▸ **Assignment**:
Below is a listing with pictures in it; transcribe exactly the lines from the one that has "Target: grey rock" through the one that has "Target: jagged rock", and omit those pictures.
_ _ _ _
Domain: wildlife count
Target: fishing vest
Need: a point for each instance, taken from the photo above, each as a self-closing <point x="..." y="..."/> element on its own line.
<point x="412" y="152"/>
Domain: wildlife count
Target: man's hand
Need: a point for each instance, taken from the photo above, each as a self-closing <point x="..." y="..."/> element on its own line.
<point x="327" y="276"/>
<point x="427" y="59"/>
_ _ _ _
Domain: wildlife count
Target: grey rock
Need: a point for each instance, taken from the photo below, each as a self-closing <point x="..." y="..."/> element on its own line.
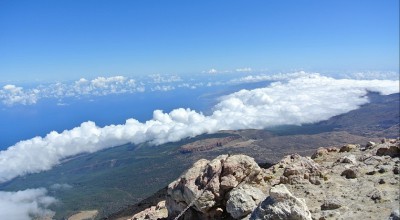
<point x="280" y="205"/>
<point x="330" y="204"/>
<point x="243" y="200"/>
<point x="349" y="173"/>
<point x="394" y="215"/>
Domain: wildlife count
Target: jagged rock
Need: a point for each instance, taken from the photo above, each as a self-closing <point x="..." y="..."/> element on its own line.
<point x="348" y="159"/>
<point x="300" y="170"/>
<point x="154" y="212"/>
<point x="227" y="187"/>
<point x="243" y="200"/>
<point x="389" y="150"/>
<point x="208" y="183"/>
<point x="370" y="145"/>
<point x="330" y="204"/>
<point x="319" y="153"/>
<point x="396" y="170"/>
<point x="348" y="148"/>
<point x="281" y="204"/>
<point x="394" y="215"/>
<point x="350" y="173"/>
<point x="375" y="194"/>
_ _ _ _
▸ **Exercise solution**:
Target: grey rock
Need: a point for each instance, taken from the photo below, each as a self-closing <point x="..." y="..."/> element on its own line.
<point x="280" y="205"/>
<point x="330" y="204"/>
<point x="243" y="200"/>
<point x="349" y="173"/>
<point x="394" y="215"/>
Domain: wildlife count
Target: jagged rock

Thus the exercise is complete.